▶ **GOAL OF THE EXERCISE**: From the entries below, transcribe exactly the lines between the line holding "positive clicks: (1084, 884)" and the line holding "positive clicks: (1260, 1119)", inclusive; skip all other lines.

▶ **THE RECORDS**:
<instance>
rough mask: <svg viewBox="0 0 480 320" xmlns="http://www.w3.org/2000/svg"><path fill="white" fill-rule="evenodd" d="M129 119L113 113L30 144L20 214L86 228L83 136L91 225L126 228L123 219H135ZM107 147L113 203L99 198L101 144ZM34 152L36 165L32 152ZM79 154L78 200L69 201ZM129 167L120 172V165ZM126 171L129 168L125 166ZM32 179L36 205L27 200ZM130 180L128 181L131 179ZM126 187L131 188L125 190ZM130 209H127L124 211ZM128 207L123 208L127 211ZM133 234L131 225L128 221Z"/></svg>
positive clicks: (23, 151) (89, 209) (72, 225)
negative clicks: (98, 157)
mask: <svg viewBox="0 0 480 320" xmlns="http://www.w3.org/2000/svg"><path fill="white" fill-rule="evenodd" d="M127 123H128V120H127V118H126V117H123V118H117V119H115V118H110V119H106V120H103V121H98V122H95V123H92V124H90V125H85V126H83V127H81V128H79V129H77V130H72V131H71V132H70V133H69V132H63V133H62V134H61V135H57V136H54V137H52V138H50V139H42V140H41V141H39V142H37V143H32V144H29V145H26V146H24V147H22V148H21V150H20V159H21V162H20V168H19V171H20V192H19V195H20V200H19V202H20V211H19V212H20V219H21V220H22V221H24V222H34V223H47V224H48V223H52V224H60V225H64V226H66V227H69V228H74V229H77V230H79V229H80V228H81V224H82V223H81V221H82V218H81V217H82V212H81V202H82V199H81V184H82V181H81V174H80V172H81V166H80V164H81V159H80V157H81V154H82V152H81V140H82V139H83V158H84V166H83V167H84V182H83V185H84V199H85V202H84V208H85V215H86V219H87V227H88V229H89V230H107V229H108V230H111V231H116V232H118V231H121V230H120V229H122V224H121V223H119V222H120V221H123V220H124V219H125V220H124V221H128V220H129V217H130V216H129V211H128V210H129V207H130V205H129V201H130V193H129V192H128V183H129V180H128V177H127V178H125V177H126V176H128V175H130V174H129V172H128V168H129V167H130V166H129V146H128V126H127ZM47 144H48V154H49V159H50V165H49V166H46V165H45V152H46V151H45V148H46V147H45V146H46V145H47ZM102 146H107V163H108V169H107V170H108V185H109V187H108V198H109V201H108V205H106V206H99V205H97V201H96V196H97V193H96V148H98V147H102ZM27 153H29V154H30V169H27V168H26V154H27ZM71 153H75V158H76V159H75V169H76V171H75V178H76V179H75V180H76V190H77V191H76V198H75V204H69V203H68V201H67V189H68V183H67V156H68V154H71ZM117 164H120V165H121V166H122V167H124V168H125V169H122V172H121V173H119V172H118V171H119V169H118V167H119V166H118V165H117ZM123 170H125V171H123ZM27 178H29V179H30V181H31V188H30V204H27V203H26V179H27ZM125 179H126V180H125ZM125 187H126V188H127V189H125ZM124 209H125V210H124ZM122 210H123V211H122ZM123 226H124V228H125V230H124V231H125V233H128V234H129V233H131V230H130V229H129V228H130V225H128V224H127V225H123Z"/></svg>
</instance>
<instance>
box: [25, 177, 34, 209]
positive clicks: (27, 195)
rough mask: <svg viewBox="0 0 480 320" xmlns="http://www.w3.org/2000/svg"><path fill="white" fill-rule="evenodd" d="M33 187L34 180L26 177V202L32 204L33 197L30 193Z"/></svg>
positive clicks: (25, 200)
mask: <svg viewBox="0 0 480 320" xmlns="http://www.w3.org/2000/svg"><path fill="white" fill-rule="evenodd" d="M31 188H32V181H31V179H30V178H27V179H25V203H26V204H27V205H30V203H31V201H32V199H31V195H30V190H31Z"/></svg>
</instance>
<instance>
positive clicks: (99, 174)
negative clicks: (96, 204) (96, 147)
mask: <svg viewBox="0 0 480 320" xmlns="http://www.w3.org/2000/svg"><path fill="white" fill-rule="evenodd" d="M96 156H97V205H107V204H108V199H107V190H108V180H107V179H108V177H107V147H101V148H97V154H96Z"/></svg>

--

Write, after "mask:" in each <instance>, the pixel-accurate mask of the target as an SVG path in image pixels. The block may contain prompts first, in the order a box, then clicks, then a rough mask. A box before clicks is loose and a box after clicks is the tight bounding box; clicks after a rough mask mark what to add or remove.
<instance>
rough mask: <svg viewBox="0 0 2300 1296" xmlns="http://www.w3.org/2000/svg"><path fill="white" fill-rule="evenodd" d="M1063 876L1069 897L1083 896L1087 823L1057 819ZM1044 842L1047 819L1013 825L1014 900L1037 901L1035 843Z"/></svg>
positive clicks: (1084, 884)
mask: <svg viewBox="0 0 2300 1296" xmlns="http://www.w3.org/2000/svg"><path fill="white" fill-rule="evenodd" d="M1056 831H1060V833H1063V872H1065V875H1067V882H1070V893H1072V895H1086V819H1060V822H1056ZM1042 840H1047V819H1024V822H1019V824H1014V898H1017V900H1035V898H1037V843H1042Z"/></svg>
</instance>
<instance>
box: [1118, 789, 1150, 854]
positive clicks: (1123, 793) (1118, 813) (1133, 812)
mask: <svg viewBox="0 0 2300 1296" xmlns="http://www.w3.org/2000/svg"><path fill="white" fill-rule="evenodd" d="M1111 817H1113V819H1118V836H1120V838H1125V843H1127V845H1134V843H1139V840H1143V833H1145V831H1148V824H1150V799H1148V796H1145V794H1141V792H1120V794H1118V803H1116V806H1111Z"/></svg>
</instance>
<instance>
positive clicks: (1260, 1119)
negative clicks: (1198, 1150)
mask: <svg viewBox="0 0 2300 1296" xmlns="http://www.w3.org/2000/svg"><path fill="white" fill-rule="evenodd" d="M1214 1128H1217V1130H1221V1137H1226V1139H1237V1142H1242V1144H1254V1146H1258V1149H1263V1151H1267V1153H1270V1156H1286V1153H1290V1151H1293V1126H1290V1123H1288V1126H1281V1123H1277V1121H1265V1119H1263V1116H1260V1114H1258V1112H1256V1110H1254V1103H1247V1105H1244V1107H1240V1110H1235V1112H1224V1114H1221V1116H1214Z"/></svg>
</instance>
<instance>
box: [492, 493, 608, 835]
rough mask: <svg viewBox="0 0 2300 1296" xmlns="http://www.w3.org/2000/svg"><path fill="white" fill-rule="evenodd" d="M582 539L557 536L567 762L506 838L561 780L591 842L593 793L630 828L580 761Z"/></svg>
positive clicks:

--

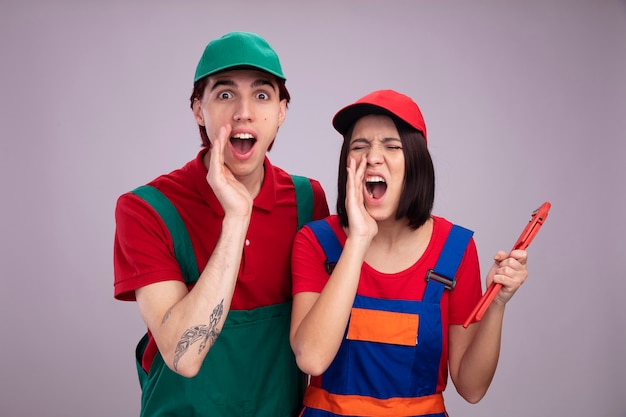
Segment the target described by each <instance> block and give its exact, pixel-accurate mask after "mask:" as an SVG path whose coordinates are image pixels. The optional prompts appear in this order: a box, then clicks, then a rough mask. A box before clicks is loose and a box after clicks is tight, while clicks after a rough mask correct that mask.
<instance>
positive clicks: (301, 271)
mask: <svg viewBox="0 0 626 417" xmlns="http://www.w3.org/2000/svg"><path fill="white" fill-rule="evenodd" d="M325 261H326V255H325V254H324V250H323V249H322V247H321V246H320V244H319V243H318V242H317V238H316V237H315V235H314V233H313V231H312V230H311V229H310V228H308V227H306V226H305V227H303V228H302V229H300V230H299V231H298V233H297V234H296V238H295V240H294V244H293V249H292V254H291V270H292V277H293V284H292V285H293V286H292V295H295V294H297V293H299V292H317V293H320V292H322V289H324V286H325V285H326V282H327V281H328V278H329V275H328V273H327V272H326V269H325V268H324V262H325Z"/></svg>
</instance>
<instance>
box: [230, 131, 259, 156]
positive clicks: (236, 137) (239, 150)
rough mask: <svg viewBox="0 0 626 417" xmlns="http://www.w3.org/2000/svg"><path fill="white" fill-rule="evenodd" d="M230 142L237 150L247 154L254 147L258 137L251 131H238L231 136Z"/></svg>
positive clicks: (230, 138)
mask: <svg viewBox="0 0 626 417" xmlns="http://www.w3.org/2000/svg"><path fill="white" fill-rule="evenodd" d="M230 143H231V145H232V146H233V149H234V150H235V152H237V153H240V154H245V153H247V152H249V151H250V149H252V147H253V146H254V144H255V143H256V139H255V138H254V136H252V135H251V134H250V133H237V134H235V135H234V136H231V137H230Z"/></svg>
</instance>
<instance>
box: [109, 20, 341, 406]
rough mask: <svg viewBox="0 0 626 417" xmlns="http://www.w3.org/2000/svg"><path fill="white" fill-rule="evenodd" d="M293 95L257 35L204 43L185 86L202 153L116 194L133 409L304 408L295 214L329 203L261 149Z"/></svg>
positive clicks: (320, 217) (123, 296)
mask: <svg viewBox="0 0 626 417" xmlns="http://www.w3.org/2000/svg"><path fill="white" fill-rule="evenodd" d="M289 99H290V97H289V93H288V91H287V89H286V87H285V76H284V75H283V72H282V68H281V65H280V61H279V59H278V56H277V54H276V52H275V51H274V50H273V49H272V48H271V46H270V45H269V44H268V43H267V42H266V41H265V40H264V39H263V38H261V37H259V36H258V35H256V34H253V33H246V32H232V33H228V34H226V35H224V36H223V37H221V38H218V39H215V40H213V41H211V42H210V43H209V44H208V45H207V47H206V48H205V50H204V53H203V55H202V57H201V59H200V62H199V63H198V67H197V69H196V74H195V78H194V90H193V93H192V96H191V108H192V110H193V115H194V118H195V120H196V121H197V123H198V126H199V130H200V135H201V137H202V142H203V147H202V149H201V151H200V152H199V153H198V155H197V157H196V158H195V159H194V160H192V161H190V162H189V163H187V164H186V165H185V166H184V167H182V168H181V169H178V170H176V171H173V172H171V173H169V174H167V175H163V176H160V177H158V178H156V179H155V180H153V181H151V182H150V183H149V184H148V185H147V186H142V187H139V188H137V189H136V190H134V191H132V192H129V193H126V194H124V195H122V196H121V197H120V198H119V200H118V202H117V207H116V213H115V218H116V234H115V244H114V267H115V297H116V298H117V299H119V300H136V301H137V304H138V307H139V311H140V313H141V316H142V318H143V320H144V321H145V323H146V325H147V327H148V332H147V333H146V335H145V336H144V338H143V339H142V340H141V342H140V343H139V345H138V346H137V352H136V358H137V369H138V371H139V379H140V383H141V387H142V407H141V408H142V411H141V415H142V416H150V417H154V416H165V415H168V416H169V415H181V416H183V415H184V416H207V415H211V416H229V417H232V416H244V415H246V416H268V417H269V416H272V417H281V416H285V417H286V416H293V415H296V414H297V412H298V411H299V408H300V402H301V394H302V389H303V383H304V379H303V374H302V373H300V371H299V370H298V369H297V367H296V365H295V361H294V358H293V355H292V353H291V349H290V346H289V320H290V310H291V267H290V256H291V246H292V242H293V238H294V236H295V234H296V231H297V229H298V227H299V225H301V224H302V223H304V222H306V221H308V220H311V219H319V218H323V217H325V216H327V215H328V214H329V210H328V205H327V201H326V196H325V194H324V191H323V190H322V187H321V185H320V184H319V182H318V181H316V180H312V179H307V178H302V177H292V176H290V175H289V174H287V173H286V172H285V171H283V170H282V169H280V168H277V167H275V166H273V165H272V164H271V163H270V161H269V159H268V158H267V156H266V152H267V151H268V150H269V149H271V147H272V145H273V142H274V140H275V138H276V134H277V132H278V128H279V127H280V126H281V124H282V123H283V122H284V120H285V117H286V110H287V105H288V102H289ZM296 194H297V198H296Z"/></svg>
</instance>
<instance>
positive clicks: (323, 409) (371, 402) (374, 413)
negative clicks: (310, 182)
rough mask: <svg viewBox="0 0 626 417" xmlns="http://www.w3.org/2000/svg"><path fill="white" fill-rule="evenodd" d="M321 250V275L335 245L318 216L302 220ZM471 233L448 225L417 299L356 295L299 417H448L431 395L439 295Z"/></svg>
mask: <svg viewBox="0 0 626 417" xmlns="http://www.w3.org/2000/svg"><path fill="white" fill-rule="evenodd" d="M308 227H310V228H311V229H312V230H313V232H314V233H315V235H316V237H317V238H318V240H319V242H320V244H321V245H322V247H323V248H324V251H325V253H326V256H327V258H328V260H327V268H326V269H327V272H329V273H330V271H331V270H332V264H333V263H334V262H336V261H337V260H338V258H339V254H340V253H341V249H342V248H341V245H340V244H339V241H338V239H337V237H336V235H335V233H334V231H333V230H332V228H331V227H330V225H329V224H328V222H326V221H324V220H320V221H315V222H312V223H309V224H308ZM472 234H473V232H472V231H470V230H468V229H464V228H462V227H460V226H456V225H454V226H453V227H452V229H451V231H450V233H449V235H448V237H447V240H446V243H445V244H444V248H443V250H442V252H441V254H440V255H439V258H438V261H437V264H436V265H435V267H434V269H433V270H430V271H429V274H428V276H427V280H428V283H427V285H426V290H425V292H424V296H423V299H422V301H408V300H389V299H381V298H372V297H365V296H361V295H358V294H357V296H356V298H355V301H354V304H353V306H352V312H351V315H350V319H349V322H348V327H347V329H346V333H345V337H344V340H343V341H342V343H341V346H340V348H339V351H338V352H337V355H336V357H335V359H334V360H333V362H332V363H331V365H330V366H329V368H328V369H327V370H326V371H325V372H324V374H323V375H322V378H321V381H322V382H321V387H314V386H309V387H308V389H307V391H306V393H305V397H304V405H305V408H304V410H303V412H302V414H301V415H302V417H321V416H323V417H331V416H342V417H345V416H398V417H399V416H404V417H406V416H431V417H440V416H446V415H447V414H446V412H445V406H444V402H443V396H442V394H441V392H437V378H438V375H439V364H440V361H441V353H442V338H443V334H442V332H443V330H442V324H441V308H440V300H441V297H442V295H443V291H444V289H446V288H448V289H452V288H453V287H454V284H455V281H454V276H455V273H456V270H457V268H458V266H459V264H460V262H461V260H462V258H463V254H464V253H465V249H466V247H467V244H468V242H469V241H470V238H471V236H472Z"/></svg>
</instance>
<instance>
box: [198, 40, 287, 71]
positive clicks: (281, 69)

▶ **SOLVED EXERCISE**:
positive clicks: (1084, 884)
mask: <svg viewBox="0 0 2300 1296" xmlns="http://www.w3.org/2000/svg"><path fill="white" fill-rule="evenodd" d="M1056 831H1060V833H1063V872H1065V875H1067V882H1070V893H1072V895H1086V819H1060V822H1056ZM1042 840H1047V819H1024V822H1019V824H1014V898H1017V900H1035V898H1037V843H1042Z"/></svg>
</instance>
<instance>
box: [1118, 789, 1150, 854]
positive clicks: (1123, 793) (1118, 813) (1133, 812)
mask: <svg viewBox="0 0 2300 1296" xmlns="http://www.w3.org/2000/svg"><path fill="white" fill-rule="evenodd" d="M1111 817H1113V819H1118V836H1120V838H1125V843H1127V845H1134V843H1139V840H1143V833H1145V831H1148V824H1150V799H1148V796H1145V794H1141V792H1120V794H1118V803H1116V806H1111Z"/></svg>
</instance>
<instance>
positive clicks: (1260, 1119)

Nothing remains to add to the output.